### Text extract
CVE-2020-14321 Overview
CVE-2020-14321 is a privilege escalation vulnerability affecting Moodle, the popular open-source learning management system (LMS). In vulnerable versions of Moodle before 3.9.1, 3.8.4, 3.7.7, and 3.5.13, teachers of a course were able to assign themselves the manager role within that course. This improper authorization flaw (CWE-863) allows authenticated users with teacher-level access to escalate their privileges to course manager, granting them significantly expanded administrative capabilities within the educational platform.
Critical Impact
Teachers can self-assign manager roles within courses, enabling unauthorized administrative access, potential data manipulation, and the ability to alter course settings, grades, and user enrollments beyond their intended permissions.
Affected Products
- Moodle versions prior to 3.9.1
- Moodle versions prior to 3.8.4
- Moodle versions prior to 3.7.7
- Moodle versions prior to 3.5.13
- Moodle 3.9.0
Discovery Timeline
- 2022-08-16 - CVE-2020-14321 published to NVD
- 2024-11-21 - Last updated in NVD database
Technical Details for CVE-2020-14321
Vulnerability Analysis
This vulnerability stems from improper authorization controls (CWE-863) within Moodle's role assignment functionality. The flaw allows authenticated users with teacher privileges to bypass intended access restrictions and assign themselves elevated roles within a course context.
The core issue lies in insufficient validation when processing role assignment requests. Moodle's authorization mechanism failed to properly verify whether the requesting user had legitimate permissions to assign specific roles, particularly the manager role. This oversight enables teachers to manipulate role assignments through the web interface or API endpoints.
The network-based attack vector requires only low privileges (teacher account) and no user interaction, making exploitation straightforward for any malicious or compromised teacher account. Successful exploitation grants attackers manager-level access within the course, compromising the confidentiality, integrity, and availability of course data and affecting enrolled students and other instructors.

### Provided records
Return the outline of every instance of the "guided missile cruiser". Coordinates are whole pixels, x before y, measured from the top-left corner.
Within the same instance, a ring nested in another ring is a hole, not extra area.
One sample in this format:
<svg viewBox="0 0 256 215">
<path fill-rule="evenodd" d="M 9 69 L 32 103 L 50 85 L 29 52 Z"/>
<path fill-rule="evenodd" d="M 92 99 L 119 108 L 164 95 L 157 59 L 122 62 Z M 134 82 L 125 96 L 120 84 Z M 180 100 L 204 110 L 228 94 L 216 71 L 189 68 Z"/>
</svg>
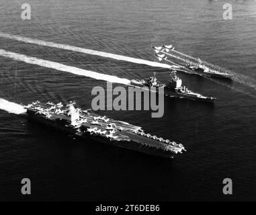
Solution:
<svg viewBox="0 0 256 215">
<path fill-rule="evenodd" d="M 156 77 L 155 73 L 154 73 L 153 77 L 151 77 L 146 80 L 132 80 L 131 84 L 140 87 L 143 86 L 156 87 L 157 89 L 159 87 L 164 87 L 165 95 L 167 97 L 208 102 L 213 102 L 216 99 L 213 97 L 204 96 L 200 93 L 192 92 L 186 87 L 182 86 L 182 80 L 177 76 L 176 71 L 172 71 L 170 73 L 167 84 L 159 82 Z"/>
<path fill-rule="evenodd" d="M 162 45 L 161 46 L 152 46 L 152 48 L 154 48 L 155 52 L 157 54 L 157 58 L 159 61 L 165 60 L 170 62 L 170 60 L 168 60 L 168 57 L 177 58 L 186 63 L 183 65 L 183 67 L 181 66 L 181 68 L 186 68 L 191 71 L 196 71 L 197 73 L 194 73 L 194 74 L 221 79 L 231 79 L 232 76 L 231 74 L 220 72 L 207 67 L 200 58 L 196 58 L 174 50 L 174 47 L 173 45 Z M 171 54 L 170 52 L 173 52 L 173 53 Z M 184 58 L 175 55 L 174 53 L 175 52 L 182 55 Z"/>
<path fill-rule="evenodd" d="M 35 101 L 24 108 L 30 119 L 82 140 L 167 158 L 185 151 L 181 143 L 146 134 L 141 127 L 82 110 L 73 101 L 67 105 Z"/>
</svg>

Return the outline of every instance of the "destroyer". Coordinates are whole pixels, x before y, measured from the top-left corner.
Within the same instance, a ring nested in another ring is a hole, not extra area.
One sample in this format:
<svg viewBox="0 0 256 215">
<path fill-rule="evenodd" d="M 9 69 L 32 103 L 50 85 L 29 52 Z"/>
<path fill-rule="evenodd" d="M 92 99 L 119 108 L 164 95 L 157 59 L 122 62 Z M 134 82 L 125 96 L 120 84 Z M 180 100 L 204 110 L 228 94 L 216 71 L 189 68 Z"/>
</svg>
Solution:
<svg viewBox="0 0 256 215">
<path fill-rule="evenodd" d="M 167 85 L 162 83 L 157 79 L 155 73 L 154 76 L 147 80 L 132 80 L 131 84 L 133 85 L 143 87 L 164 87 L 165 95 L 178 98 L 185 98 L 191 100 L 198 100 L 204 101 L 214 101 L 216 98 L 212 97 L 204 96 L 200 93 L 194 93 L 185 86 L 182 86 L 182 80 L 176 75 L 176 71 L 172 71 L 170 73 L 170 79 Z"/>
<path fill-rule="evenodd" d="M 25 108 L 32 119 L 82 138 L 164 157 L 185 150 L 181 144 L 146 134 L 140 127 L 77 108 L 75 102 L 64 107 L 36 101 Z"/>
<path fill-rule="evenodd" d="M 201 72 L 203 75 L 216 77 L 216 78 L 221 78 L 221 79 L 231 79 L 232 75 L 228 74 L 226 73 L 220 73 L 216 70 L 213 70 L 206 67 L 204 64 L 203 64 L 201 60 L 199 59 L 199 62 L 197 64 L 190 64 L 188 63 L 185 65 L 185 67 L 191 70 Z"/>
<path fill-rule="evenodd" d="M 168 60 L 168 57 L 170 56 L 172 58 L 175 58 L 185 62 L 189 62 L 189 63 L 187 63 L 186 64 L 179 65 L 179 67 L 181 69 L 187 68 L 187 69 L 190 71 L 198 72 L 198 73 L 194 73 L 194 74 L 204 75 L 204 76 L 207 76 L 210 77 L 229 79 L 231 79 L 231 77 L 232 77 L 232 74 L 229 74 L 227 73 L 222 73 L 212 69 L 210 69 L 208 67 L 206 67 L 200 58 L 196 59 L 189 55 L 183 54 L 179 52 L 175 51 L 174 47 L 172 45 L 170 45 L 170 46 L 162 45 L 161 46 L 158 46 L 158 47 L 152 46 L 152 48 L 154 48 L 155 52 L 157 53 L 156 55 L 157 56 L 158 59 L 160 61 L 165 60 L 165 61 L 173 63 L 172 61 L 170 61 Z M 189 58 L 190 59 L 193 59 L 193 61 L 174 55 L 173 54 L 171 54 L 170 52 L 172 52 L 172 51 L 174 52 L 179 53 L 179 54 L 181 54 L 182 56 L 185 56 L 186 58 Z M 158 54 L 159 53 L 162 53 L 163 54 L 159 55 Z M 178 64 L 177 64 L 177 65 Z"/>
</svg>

### Complete the following
(1) Please copy the entries word for word, from their first line through the line containing "156 77 L 155", and leave out the pictures.
(2) Pick up the Moodle CVE-2020-14321 vulnerability write-up after its last sentence and keep writing.

### Answers for the exercise
(1)
Return the outline of every instance of the "guided missile cruiser". Coordinates are whole pixels, x before y, measured from the top-left corner.
Within the same instance, a ring nested in another ring is a hole, not extra area.
One sample in this format:
<svg viewBox="0 0 256 215">
<path fill-rule="evenodd" d="M 9 69 L 32 103 L 50 85 L 29 52 Z"/>
<path fill-rule="evenodd" d="M 92 99 L 119 108 L 164 95 L 157 59 L 122 62 Z M 134 82 L 125 96 L 120 84 Z M 180 100 L 204 110 L 228 94 L 216 71 L 189 68 Z"/>
</svg>
Solution:
<svg viewBox="0 0 256 215">
<path fill-rule="evenodd" d="M 156 77 L 155 73 L 154 73 L 153 77 L 151 77 L 146 80 L 132 80 L 131 84 L 140 87 L 143 86 L 156 87 L 157 89 L 159 87 L 164 87 L 165 95 L 167 97 L 208 102 L 213 102 L 216 99 L 213 97 L 204 96 L 200 93 L 192 92 L 186 87 L 182 86 L 182 80 L 177 76 L 176 71 L 172 71 L 170 73 L 167 84 L 159 82 Z"/>

(2)
Root Cause
The root cause of CVE-2020-14321 is an Improper Authorization vulnerability (CWE-863) in Moodle's role assignment subsystem. The application failed to implement proper authorization checks when a user attempted to modify role assignments within a course context. Specifically, the system did not adequately validate that teachers should only be able to assign roles at or below their current privilege level, allowing them to escalate to the manager role.
Attack Vector
The attack vector for this vulnerability is network-based and requires authentication with teacher-level credentials. An attacker with a valid teacher account can exploit this vulnerability through the following mechanism:
- The attacker authenticates to Moodle with a teacher account that has access to at least one course
- The attacker navigates to the role assignment functionality within their course
- By manipulating the role assignment request, the attacker assigns themselves the manager role
- The system accepts the request without proper authorization validation
- The attacker now has manager privileges within the course context
This exploitation path allows the attacker to gain unauthorized access to administrative functions including user management, grade manipulation, course configuration changes, and potentially access to sensitive student data. The vulnerability does not require any social engineering or user interaction from victims.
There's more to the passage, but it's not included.